Rome on the Earth map is broken good. Once you have the Roman capitol, the French capitol and the Spanish capitol, you've won the game. You can out-tech and and out-produce everybody else.

It's a fun game to play through once, but it's hardly a sustainable strategy for any other map.
 
You don't even have to play rome on earth map for this to work, any of the europeans can pull this off easy.
 
sigh...This is the classic error of Civ players. (Don't take this too harshly, lots of people have this problem). While the 2nd game is obviously better than the first, the 1st game is far from "in trouble". The latter phrase should be used when you're negative at 0% science and need unusual steps like disbanding units or building research to make it to a key turnaround tech like Currency. Certainly not when you're producing nearly 400 sci/turn at a deficit you can sustain for 100 turns;)


He said "in trouble" not "crashed" I'd say there's a huge difference.
 
Very interesting strategy. Very special conditions though. I wonder if I could use any elements of it, playing Emperor difficulty, normal speed. But I guess it's impossible to do on higher levels because you can't dictate the game so much and be first wherever you choose to be first like on Noble.
 
^^ It's perfectly possible at higher difficult levels, I've done similar things with France at emperor.

Some reasons early conquest works that fine on this settings with nearyl all European civs:

- Very cramped map, capitals have close distance.
- AI doesn't start with Archers on higher levels, the second city usually comes from warrior rush.
- only 1 copper in western Europe, near Berlin, which gives "Axe-exclusivity"
- steamroll-effect (all those capitals are extremely productive)

I had conquered most of Europe (including England) in ~1500BC.
 
Very interesting strategy. Very special conditions though. I wonder if I could use any elements of it, playing Emperor difficulty, normal speed. But I guess it's impossible to do on higher levels because you can't dictate the game so much and be first wherever you choose to be first like on Noble.

IronCrown,

I think the biggest problem there would be the Normal Speed. I don't know how obvious it is or not, but I play on Marathon speed. This lets me focus on a military quite a bit more due to game mechanics.

A lot of my gold came from capturing cities, so it addition to the Trade Route Economy and the Religios Economy I also kinda had a Military Economy. When you have so many economies working in conjuction with an Organized leader, you can push forward really hard.

Knowing how stable my Economy was on Prince, when I kick it up a knotch I'm going to try to push even harder earlier.

----

PROBLEM SET
1 – Could you copy the Civilization strategy thread word for word, starting at "It's a fun game" and ending at "a huge difference."?
2 – Which lines in the records contain the string "like"? Pull out each of those lines.

ROWS
----

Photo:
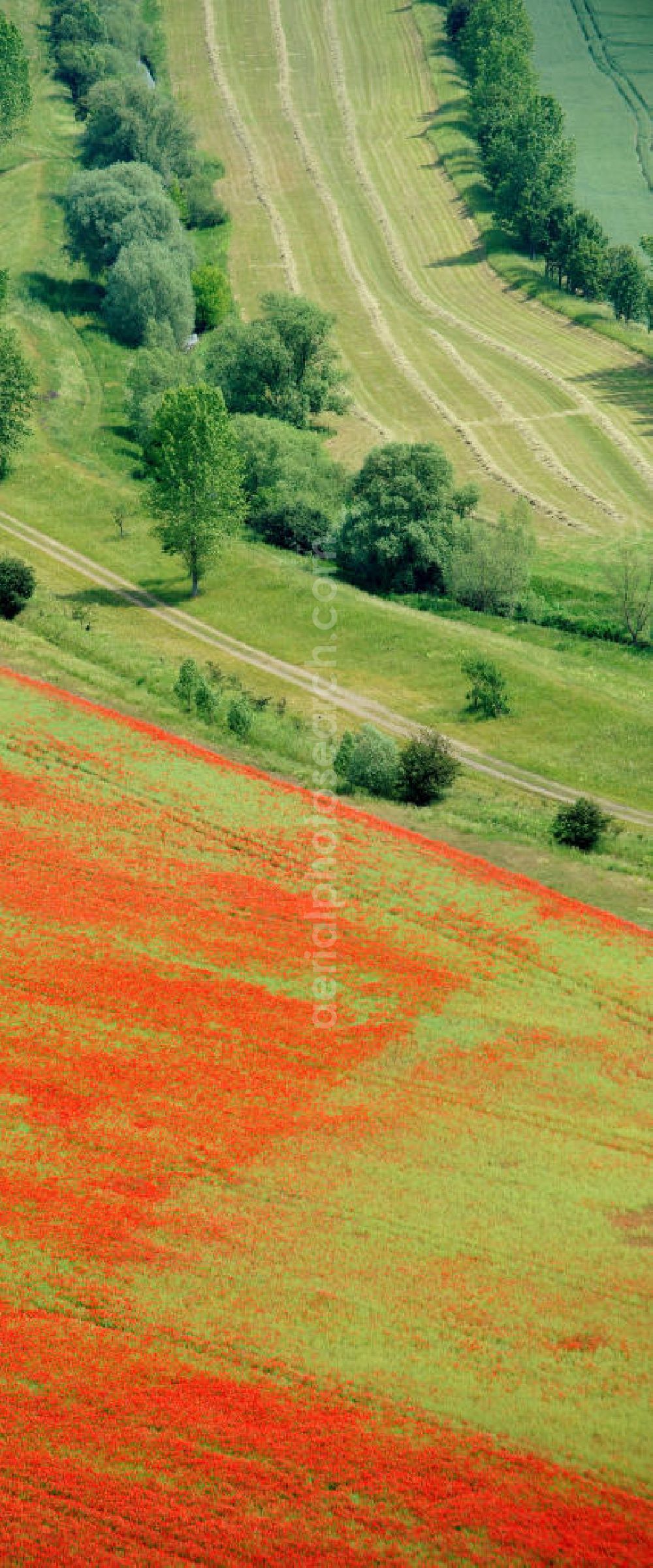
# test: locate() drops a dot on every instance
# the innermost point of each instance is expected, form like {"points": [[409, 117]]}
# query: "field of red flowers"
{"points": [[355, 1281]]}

----

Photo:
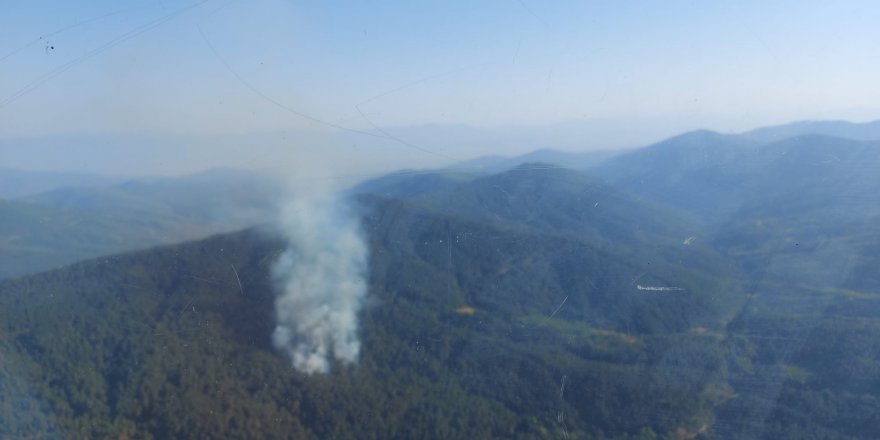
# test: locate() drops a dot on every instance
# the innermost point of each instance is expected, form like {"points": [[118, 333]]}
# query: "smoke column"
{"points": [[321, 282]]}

----

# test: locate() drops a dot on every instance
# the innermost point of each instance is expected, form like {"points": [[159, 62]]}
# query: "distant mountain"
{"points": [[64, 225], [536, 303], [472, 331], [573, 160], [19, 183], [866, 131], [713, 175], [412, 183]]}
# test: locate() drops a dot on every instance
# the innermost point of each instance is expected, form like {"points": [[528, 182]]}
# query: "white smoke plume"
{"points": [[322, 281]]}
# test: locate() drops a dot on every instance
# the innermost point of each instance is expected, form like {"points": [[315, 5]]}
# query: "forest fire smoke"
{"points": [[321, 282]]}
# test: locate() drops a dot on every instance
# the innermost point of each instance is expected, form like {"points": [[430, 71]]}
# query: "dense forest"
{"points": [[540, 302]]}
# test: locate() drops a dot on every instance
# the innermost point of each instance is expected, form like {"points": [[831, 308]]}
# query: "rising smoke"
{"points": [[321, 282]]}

----

ANSWERS FOR THIS EXERCISE
1 –
It's a fun game to play through once, but it's hardly a sustainable strategy for any other map.
 
You don't even have to play rome on earth map for this to work, any of the europeans can pull this off easy.
 
sigh...This is the classic error of Civ players. (Don't take this too harshly, lots of people have this problem). While the 2nd game is obviously better than the first, the 1st game is far from "in trouble". The latter phrase should be used when you're negative at 0% science and need unusual steps like disbanding units or building research to make it to a key turnaround tech like Currency. Certainly not when you're producing nearly 400 sci/turn at a deficit you can sustain for 100 turns;)


He said "in trouble" not "crashed" I'd say there's a huge difference.

2 –
# the innermost point of each instance is expected, form like {"points": [[409, 117]]}
# the innermost point of each instance is expected, form like {"points": [[118, 333]]}
# the innermost point of each instance is expected, form like {"points": [[159, 62]]}
# the innermost point of each instance is expected, form like {"points": [[528, 182]]}
# the innermost point of each instance is expected, form like {"points": [[315, 5]]}
# the innermost point of each instance is expected, form like {"points": [[430, 71]]}
# the innermost point of each instance is expected, form like {"points": [[831, 308]]}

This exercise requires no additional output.